* TASK TO CARRY OUT
What is the number of lines in the data that include the string "lemon"? Give it by itself.

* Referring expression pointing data
● ● ● ● ● ● ●

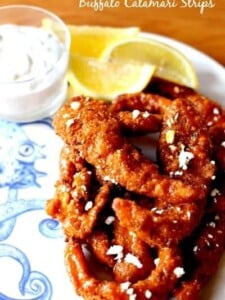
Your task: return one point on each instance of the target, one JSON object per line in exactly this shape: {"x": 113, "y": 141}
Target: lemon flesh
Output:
{"x": 170, "y": 64}
{"x": 107, "y": 80}
{"x": 91, "y": 41}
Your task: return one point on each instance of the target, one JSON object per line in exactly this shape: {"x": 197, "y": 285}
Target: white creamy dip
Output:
{"x": 27, "y": 52}
{"x": 33, "y": 62}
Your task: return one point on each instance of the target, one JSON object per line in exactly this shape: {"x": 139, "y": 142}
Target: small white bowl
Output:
{"x": 33, "y": 62}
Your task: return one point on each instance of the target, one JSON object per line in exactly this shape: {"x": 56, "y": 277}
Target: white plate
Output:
{"x": 31, "y": 244}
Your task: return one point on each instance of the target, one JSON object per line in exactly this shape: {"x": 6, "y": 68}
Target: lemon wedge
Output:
{"x": 170, "y": 63}
{"x": 92, "y": 77}
{"x": 92, "y": 41}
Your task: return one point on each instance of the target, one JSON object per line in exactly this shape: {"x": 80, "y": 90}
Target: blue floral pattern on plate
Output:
{"x": 30, "y": 242}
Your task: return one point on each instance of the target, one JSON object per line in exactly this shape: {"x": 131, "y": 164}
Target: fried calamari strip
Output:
{"x": 115, "y": 159}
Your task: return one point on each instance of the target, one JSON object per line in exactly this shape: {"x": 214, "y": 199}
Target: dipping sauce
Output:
{"x": 33, "y": 62}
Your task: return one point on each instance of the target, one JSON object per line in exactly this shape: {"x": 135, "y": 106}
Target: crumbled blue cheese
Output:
{"x": 184, "y": 158}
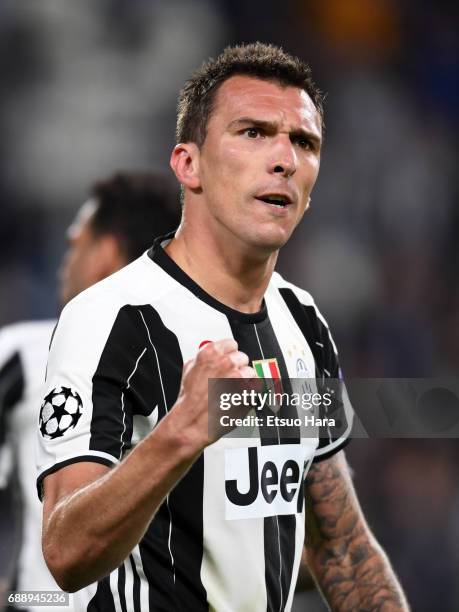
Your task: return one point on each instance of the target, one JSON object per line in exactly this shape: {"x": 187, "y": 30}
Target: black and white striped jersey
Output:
{"x": 23, "y": 353}
{"x": 218, "y": 542}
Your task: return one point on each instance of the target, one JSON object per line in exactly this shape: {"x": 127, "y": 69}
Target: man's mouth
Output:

● ● ● ● ● ● ●

* OUTPUT OF THE EXERCISE
2